▸ WRITTEN INSTRUCTION
Exactly reproduce the line containing "Every instance of the green fabric" together with every line after it, through the end of the entries, and give nothing more.

(Items listed in a dataset)
++++

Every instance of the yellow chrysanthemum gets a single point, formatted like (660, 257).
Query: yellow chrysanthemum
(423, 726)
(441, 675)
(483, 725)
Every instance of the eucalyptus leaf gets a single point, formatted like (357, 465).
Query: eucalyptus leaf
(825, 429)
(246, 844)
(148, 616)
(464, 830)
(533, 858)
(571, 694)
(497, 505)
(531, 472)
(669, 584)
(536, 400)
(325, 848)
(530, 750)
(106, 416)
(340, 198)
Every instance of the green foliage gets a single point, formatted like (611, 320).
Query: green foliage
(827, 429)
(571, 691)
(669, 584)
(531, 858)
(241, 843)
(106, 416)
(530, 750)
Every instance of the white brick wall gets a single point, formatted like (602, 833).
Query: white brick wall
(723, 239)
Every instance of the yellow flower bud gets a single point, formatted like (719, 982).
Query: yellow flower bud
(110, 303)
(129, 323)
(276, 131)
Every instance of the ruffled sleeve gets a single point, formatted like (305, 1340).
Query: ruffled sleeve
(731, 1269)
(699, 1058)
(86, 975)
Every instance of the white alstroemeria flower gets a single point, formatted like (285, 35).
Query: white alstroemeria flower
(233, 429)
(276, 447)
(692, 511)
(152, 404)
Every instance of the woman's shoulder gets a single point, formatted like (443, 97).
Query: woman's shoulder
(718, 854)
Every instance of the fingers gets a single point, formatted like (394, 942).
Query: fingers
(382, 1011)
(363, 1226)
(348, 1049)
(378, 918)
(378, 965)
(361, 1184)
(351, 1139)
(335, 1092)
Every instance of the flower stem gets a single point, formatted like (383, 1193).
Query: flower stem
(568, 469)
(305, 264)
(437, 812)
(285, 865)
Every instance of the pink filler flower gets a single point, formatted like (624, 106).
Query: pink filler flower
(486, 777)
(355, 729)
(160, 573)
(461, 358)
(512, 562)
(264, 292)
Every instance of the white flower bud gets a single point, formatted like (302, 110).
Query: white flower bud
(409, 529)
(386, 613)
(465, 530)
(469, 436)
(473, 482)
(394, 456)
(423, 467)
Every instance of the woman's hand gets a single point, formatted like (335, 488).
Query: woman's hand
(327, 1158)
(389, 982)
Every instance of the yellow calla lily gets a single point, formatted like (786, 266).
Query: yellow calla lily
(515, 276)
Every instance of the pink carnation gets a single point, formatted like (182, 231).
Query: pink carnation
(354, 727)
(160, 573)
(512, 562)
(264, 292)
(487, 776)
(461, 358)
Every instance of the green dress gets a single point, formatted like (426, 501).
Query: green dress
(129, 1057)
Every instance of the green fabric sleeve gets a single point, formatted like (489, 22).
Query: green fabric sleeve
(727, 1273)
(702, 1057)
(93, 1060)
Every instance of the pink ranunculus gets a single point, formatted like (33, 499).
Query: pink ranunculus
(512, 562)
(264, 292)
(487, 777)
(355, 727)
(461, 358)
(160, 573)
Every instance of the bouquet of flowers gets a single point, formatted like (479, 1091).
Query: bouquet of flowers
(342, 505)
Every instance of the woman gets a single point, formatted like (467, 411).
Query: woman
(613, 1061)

++++

▸ COMPLETED EXERCISE
Every instance of the green fabric sleeve gets a single point, formatted like (489, 22).
Query: green fabric sleeve
(727, 1273)
(702, 1057)
(93, 1060)
Every instance of the pink ranunculus gets a single point, formatted like (33, 499).
Query: pink ranunculus
(512, 562)
(264, 292)
(487, 777)
(355, 727)
(461, 358)
(160, 573)
Every instance of the bouquet of flowers gets a single point, formatted like (479, 1091).
Query: bouquet of flowers
(342, 505)
Every instance of the woman gets a single point, formatted like (467, 411).
Query: woman
(613, 1061)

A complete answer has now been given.